Text shown>

----------

The weather is getting a bit silly now, those appalling temperatures in America and the rain and high winds over this way...we had little sleep last night with rain lashing against the windowpanes...sounded as though there was a small tribe of hobgoblins throwing pebbles at the glass...I kept wondering whether it was worth the effort to get up and make a hot drink but then I've have needed another I didn't bother.
Before attempting sleep I'd gobbled the last chapter of a thriller I've been was excellent all the way through actually but the ending didn't make any sense...just how did Tessa end up dead in the river...and apparently dead for several days...when in the previous chapter she'd been walking along the road towards home...all the baddies had been dispensed with so none of them had crept up on her...
So I lay there thinking it through...and couldn't reach a satisfactory conclusion other than the author was fed up to the back teeth with Tessa...she was quite self-absorbed after all...and just drowned her to get rid of her...
Had a look on Amazon this afternoon and found the brand new Donna Tartt was only 2.99 so I'll have that to read later.
Himself brought my sewing machine up to the cottage this morning...I'd been going to try and wake myself up by doing something but failed miserably...couldn't concentrate for longer than a minute or two at a time. I'll have to go back to the surgery on Thursday...the magic pills just haven't worked. I'll take the last ones tomorrow but it'd be a miracle if they kicked in at this late stage.

----------

Provided material>
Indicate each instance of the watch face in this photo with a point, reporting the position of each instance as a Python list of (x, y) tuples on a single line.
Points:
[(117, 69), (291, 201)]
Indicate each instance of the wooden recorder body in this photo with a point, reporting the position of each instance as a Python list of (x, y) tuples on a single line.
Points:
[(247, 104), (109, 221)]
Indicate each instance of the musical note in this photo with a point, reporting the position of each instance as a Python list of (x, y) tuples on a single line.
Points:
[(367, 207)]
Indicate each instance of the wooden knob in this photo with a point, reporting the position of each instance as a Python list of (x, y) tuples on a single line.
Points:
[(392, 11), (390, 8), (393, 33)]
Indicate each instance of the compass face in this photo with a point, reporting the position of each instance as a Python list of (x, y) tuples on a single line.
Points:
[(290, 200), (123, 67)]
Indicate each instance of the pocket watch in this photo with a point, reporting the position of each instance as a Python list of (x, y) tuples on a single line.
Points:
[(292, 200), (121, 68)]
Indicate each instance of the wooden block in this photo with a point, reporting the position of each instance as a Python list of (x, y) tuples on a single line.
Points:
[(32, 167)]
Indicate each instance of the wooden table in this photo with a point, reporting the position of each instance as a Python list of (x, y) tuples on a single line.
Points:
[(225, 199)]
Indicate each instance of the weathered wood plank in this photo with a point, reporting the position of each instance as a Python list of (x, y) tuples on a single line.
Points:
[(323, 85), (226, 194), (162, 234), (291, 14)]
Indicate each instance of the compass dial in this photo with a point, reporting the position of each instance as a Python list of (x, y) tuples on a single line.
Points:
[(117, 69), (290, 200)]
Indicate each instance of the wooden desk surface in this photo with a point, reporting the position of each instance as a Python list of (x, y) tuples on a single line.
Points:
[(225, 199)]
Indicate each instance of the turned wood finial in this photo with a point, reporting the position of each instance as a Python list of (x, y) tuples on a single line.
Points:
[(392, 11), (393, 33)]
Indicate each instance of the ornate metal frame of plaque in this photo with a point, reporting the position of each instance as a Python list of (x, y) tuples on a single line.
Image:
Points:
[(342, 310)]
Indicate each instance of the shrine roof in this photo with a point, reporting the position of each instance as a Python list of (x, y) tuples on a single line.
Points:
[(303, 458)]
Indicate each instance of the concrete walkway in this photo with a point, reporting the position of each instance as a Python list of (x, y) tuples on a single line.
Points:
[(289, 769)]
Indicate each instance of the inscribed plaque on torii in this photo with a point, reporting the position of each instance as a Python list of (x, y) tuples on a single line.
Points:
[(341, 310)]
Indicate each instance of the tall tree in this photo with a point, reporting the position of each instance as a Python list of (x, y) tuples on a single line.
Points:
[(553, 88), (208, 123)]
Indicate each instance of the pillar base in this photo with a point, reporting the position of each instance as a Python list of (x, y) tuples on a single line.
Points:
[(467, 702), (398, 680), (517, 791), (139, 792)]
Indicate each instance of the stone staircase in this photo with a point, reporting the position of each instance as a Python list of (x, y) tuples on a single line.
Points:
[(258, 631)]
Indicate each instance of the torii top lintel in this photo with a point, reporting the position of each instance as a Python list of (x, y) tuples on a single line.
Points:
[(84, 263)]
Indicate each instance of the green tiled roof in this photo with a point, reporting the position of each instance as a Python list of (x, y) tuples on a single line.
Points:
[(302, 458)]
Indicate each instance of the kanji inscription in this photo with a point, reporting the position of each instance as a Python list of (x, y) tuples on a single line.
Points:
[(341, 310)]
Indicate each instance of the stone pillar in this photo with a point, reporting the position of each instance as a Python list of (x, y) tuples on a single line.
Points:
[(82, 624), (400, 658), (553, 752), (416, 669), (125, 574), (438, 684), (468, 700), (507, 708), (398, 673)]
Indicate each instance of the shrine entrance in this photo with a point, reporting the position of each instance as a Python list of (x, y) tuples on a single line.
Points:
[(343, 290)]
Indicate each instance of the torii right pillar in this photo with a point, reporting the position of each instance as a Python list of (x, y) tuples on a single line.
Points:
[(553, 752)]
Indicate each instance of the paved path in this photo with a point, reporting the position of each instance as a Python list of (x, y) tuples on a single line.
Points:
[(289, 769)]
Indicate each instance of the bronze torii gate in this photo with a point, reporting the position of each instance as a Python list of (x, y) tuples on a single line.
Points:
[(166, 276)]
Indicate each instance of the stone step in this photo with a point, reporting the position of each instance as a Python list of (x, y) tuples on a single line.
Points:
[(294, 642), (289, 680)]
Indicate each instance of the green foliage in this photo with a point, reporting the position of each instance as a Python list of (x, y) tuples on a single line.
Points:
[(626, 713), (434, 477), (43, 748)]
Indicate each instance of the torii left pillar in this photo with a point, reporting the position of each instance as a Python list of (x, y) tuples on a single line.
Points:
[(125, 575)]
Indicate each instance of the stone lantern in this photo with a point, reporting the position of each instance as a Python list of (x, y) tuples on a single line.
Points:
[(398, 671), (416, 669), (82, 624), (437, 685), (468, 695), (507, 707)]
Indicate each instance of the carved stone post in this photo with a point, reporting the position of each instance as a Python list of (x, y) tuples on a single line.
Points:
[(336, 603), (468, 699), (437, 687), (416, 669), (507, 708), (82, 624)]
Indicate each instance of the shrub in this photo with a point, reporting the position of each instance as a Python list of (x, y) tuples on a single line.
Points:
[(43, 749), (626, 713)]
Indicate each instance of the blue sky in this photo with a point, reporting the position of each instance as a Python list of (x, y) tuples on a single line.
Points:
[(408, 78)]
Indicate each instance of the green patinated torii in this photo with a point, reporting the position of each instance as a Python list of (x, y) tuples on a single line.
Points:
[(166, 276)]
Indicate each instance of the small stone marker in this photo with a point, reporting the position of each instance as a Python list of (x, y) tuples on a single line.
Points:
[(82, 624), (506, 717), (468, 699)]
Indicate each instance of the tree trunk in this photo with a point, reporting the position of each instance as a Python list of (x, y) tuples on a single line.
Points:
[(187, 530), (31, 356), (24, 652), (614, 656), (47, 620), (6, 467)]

----------

Activities>
A – Answer these questions from the blog entry about the stormy night:
(i) What price did the brand new Donna Tartt book have on Amazon?
(ii) Who brought the sewing machine up to the cottage?
(iii) Where was Tessa found dead?
B – Please carry on the blog entry about the stormy night, the thriller and the sewing machine from the point where it stops.
The items have no part in any of this.

Answers for the tasks>
A –
(i) 2.99
(ii) Himself
(iii) In the river

B –
I remember what I was going to tell you know Tom's bull...the one who is wicked and keeps escaping? He got his great old head caught between the bars of the silage feeder the other day...poor old chap...and he was walking about with this thing round his neck while his cows stood there looking at him with their mouths open. Silage feeders are made of a light steel piping in a circular shape...there are big enough gaps between the bars for the cattle to get their heads through in comfort to eat but the bull shoved his head in and it wouldn't come out again.
So Tom and one of his sons had to tie ropes to two tractors to pull the bars apart enough for the bull to get free...Tom's language when he's happy is enough to make your toes curl...when he's cross it'd put a navvy to shame, so Himself...a witness to this going on...slunk away quietly and left them to it.
Someone left twenty-four assorted horses and ponies in forestry land not far from us over the appeal went out on the local radio for anyone who fancied a free equine to please go and choose one...or two. A case of you catch it, you can have it. The Government have stopped the headage payment now so many people are struggling to get rid of horses they can't afford to keep...dumping them into the many forestry plantations seems to be the answer.
Having once spent a memorable boiling hot summers day trawling through a plantation in search of seven donkeys accompanied by a dozy bat from the donkey rescue place who was as useless as a wet paper bag...I didn't immediately volunteer to go after straying horses.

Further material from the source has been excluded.